**Task goal:**
Which lines in the material below contain the word "green"? Gather each of them, and treat uppercase and lowercase as different.
--- Begin Material for this task ---
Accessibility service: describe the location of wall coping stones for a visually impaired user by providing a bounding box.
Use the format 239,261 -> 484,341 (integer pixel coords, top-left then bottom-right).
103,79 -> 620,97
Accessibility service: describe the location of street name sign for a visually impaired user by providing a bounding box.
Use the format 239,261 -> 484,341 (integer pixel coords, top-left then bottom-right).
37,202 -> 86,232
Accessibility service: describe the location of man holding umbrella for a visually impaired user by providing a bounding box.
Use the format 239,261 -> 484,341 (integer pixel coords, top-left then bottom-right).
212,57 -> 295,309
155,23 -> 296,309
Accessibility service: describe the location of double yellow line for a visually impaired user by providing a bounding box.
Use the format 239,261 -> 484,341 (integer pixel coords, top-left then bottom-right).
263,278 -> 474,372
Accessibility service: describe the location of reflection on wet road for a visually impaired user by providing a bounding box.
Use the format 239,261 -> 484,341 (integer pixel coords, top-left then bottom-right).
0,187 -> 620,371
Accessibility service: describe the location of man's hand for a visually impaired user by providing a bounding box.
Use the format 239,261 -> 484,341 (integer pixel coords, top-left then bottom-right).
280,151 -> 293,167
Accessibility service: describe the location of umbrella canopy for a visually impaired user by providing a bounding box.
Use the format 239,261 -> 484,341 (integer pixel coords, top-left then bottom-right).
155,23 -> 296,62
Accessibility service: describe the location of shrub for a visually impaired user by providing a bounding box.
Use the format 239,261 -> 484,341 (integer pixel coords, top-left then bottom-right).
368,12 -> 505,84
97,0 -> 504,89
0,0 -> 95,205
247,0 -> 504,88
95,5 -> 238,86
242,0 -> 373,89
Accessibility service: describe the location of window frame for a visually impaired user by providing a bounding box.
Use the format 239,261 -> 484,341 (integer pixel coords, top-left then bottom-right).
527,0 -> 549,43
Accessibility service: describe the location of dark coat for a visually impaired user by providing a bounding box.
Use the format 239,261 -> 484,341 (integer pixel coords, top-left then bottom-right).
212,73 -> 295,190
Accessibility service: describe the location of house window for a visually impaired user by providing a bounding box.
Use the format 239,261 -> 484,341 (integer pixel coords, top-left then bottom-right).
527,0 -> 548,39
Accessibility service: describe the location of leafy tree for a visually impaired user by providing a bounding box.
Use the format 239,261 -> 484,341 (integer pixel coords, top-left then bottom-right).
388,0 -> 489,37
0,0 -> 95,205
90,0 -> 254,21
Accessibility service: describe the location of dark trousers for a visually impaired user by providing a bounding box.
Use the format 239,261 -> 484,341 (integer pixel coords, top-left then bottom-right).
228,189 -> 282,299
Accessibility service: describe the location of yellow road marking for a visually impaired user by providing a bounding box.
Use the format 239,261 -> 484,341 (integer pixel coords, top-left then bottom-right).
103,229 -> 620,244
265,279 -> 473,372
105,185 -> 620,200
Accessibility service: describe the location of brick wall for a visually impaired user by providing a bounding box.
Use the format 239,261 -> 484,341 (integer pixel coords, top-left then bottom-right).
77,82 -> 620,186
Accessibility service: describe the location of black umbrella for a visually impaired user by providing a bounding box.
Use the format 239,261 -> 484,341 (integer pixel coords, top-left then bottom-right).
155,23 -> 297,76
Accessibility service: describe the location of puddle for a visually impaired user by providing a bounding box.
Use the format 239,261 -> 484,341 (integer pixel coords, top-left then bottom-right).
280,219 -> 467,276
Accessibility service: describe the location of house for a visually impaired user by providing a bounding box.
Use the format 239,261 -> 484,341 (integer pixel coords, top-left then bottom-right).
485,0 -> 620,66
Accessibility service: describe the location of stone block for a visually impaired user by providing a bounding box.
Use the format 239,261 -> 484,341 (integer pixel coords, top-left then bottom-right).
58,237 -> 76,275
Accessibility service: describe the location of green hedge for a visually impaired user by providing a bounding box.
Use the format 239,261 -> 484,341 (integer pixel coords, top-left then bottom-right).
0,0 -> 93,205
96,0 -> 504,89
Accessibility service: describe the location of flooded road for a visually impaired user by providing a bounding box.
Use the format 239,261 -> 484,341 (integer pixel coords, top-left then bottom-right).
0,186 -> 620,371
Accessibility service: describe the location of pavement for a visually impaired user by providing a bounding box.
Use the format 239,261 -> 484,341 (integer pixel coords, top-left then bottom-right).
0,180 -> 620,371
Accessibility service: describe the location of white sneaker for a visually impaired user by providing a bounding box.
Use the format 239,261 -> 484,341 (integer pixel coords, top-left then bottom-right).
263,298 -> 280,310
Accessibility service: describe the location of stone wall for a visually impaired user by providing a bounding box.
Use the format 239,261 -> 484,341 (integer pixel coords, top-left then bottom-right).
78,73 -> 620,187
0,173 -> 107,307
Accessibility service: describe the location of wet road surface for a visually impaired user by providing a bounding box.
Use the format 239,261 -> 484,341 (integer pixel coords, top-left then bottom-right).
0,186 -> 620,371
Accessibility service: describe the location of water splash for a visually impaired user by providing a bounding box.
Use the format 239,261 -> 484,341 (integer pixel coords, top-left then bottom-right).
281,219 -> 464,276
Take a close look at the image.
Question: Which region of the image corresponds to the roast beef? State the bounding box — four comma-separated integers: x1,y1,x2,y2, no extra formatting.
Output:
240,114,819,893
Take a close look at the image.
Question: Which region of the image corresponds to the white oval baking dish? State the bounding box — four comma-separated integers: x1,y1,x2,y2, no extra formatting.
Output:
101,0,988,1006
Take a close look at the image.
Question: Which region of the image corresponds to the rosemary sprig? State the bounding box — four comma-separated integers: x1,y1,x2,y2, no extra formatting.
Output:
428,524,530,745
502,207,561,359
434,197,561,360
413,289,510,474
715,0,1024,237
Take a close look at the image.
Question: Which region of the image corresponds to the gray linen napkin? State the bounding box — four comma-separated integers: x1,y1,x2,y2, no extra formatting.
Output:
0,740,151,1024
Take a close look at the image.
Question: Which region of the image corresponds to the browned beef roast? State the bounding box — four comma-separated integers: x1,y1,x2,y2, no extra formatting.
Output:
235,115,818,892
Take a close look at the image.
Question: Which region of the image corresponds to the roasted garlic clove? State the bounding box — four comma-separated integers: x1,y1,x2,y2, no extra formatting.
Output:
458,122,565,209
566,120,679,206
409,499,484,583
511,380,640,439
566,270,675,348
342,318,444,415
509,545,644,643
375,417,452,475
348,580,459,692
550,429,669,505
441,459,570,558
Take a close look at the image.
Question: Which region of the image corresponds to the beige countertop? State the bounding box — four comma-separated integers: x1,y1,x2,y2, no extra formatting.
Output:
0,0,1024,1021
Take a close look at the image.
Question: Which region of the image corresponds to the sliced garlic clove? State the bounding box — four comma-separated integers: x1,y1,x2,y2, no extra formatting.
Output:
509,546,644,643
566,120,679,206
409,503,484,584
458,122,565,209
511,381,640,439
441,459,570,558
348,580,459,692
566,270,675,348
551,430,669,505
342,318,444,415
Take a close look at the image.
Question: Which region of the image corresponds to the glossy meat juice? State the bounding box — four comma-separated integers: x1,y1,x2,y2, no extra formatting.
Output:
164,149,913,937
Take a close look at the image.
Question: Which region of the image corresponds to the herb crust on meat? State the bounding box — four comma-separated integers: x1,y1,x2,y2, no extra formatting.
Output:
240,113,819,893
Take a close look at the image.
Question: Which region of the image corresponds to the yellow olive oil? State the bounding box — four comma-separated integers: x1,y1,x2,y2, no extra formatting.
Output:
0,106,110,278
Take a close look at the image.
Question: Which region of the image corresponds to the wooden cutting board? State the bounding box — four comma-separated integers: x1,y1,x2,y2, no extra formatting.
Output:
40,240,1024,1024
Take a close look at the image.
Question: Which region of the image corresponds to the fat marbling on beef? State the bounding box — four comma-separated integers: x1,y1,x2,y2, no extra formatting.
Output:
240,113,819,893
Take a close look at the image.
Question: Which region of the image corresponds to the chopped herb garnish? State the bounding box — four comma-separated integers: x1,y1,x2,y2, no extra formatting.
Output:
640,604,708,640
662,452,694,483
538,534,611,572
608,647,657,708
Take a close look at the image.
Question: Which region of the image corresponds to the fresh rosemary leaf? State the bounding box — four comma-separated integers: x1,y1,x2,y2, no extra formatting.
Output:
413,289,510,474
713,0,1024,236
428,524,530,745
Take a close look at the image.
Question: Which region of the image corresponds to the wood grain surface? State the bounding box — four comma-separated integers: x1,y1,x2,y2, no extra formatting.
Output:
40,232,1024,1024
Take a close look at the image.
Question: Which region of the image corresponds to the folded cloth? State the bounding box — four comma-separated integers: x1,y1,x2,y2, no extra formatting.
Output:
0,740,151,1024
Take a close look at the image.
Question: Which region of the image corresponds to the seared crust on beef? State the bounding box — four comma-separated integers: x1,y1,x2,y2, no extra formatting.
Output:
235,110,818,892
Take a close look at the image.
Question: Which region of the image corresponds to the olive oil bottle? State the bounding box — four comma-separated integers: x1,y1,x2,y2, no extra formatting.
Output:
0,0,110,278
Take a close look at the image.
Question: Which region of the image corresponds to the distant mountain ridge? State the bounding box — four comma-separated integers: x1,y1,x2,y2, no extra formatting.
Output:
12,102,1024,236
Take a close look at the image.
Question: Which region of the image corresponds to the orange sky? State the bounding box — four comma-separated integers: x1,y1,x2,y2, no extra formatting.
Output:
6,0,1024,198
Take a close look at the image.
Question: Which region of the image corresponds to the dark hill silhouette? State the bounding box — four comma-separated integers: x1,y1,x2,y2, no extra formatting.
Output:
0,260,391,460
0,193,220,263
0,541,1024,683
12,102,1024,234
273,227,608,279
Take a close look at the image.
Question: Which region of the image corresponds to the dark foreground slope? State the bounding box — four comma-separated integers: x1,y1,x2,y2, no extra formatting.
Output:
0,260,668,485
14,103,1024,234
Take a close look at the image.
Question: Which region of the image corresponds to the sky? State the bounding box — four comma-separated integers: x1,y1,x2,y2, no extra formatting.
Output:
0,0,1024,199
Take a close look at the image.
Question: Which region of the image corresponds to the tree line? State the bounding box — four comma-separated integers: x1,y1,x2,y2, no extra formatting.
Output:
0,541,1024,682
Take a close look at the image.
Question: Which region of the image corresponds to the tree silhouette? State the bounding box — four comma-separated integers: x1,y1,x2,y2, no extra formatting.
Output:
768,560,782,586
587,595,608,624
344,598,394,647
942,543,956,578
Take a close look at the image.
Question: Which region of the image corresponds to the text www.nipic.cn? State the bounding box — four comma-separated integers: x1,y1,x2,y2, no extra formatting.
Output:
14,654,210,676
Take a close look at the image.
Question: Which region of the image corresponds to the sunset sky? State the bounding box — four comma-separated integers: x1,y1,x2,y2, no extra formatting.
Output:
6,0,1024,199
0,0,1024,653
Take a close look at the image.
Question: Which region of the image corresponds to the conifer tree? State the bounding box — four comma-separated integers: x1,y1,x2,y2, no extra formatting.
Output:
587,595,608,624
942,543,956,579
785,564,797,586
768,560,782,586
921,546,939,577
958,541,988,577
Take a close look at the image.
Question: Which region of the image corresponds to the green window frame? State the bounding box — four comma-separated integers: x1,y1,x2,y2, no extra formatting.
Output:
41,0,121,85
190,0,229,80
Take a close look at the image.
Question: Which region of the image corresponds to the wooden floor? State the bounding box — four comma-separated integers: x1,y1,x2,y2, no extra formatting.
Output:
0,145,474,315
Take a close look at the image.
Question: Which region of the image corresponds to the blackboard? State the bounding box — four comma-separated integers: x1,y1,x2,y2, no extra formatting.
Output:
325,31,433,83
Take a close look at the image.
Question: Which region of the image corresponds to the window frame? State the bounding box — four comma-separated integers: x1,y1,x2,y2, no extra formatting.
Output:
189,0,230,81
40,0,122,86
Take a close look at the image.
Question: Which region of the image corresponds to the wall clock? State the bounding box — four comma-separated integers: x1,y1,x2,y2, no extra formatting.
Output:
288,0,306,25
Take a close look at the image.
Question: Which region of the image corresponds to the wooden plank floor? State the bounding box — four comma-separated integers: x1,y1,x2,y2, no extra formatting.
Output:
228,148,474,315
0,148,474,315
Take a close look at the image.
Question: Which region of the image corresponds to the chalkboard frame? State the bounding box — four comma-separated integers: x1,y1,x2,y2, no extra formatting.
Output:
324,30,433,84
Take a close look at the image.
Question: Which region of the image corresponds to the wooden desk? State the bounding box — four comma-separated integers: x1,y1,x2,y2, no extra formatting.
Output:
--- End Material for this task ---
**Final answer:**
Accessibility service: describe the location of green hedge for a visually impaired user by providing a bounding box.
Question: Which region of the image corresponds to the green window frame? State the bounding box — four comma-separated integers: x1,y1,x2,y2, no extra formatting.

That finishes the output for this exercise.